= Objective =
Copy the stretch of records below from the line containing "Please locate the smoke" through the line containing "(1158, 625)", reproducing every line in between without any change.

Start of Record extracts

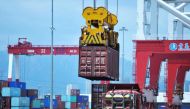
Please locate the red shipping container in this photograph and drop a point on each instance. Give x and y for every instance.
(58, 97)
(23, 93)
(60, 105)
(32, 92)
(75, 92)
(73, 105)
(98, 63)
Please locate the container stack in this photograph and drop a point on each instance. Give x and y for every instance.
(75, 100)
(14, 95)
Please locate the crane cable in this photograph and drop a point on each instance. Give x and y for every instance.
(82, 4)
(117, 8)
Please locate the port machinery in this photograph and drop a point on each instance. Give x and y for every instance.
(149, 55)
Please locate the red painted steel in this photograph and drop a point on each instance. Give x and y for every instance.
(98, 63)
(26, 48)
(43, 50)
(181, 74)
(155, 62)
(156, 51)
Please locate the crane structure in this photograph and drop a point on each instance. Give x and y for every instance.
(26, 48)
(99, 29)
(151, 52)
(176, 52)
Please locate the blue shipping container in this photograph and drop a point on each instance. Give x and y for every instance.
(68, 105)
(20, 107)
(82, 99)
(20, 101)
(11, 92)
(21, 85)
(47, 103)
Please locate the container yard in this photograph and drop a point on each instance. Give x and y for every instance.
(95, 54)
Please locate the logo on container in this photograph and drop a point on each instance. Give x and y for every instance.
(173, 46)
(179, 47)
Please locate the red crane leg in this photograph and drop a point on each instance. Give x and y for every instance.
(181, 75)
(141, 66)
(155, 62)
(171, 80)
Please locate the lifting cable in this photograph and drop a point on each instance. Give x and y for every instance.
(82, 4)
(117, 8)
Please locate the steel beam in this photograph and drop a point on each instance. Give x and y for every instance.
(174, 11)
(177, 1)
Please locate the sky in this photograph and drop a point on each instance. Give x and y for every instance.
(32, 19)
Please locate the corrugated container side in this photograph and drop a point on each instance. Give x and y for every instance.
(5, 103)
(75, 92)
(10, 91)
(32, 92)
(71, 98)
(3, 84)
(47, 103)
(82, 99)
(98, 63)
(20, 102)
(16, 84)
(37, 103)
(64, 98)
(58, 97)
(20, 107)
(23, 93)
(70, 105)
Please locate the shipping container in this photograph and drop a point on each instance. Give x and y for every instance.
(58, 97)
(71, 98)
(47, 103)
(16, 84)
(82, 105)
(99, 94)
(3, 83)
(20, 102)
(23, 93)
(71, 105)
(5, 103)
(11, 92)
(64, 98)
(82, 99)
(75, 92)
(68, 98)
(20, 107)
(98, 63)
(37, 103)
(32, 92)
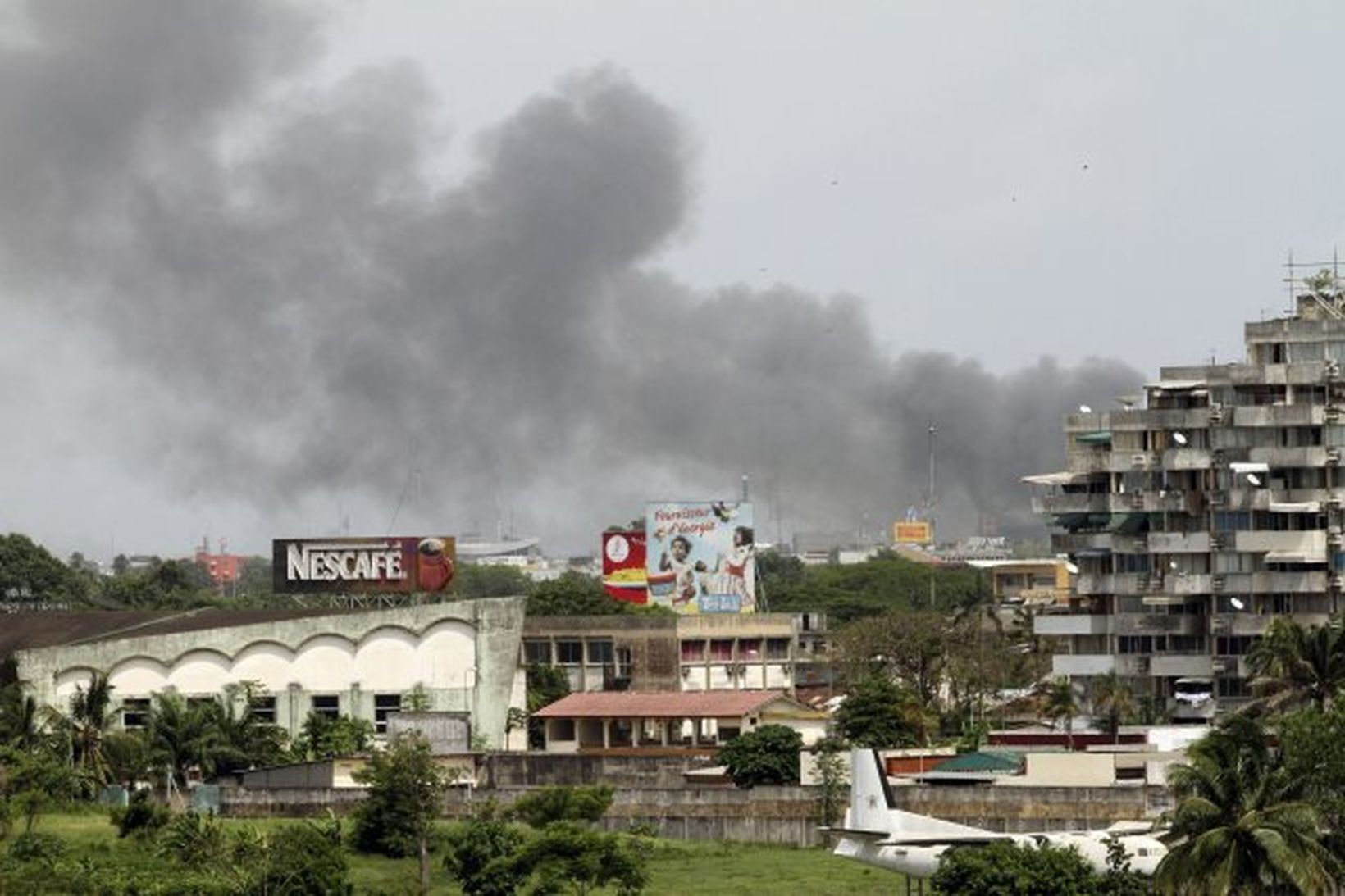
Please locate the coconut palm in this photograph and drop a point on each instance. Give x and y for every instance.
(90, 716)
(1113, 701)
(1240, 822)
(1294, 666)
(1060, 705)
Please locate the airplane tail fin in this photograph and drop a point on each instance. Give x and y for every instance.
(873, 807)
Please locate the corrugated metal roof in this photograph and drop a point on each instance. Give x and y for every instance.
(693, 704)
(31, 630)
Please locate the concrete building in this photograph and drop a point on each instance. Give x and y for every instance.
(1204, 509)
(460, 657)
(599, 721)
(721, 652)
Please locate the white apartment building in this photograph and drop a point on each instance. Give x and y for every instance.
(1202, 509)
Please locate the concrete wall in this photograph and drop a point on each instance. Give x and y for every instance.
(463, 653)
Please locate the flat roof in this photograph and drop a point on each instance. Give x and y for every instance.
(677, 704)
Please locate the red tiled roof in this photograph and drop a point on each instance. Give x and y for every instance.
(634, 704)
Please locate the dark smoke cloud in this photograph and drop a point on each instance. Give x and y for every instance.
(272, 256)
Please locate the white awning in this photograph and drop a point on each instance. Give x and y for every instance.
(1176, 385)
(1292, 557)
(1296, 506)
(1063, 478)
(1166, 600)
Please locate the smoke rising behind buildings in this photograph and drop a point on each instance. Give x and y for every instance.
(292, 306)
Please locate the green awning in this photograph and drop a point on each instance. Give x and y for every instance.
(1128, 524)
(983, 762)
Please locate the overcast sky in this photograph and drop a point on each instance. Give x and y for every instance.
(264, 271)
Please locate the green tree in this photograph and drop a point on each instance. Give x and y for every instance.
(548, 805)
(1313, 749)
(545, 685)
(1060, 705)
(481, 854)
(576, 856)
(1293, 665)
(768, 755)
(89, 720)
(1242, 822)
(405, 789)
(1008, 869)
(573, 594)
(882, 713)
(1113, 703)
(29, 572)
(327, 738)
(182, 735)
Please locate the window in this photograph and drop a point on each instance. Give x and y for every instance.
(537, 652)
(693, 652)
(262, 709)
(600, 653)
(384, 707)
(134, 713)
(326, 705)
(569, 653)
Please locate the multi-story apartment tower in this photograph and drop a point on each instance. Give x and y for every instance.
(1204, 509)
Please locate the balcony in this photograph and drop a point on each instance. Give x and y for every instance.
(1279, 416)
(1083, 663)
(1179, 543)
(1057, 625)
(1309, 545)
(1181, 665)
(1187, 459)
(1158, 625)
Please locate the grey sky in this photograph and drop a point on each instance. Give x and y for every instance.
(541, 262)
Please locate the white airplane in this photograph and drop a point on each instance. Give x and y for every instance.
(878, 833)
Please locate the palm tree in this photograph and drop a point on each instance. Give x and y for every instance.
(1240, 820)
(1060, 705)
(1293, 666)
(1113, 701)
(90, 716)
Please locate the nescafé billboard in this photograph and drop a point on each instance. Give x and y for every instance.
(399, 564)
(701, 556)
(624, 573)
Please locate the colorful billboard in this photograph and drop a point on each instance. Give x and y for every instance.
(623, 566)
(701, 556)
(912, 532)
(363, 566)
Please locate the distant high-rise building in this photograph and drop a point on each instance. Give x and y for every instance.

End of Record extracts

= Exercise response =
Please locate the smoke rising behind buildings in this photograph and drop a point on each instance. Give x and y for every instance.
(292, 306)
Please locate the green awning in this photograph and drop a point on each instance. Give x and y for every instance.
(1128, 524)
(983, 762)
Please locate the overcast sky in this photograph and drop a point on each instance. Give x and y for every instance.
(264, 271)
Please locate the green tree in this photograph and drop a point on each instance. Give x and y for every instance.
(548, 805)
(1313, 749)
(545, 685)
(1060, 705)
(481, 854)
(576, 856)
(1293, 665)
(768, 755)
(89, 720)
(1242, 822)
(405, 789)
(1008, 869)
(573, 594)
(882, 713)
(1113, 703)
(29, 572)
(327, 738)
(182, 735)
Please locate the window in this photograph and drop a point on each instance. Give x and y for every instance.
(537, 652)
(693, 652)
(262, 709)
(600, 653)
(384, 707)
(134, 713)
(326, 705)
(569, 653)
Please locate the multi-story apartment tower in this photograph and drop a point on each instance. Give x and y for every instance.
(1204, 509)
Please locate the balcony in this photograph and drop a point on each instance. Give x and y for every instance.
(1279, 416)
(1083, 663)
(1179, 543)
(1057, 625)
(1309, 545)
(1181, 665)
(1187, 459)
(1158, 625)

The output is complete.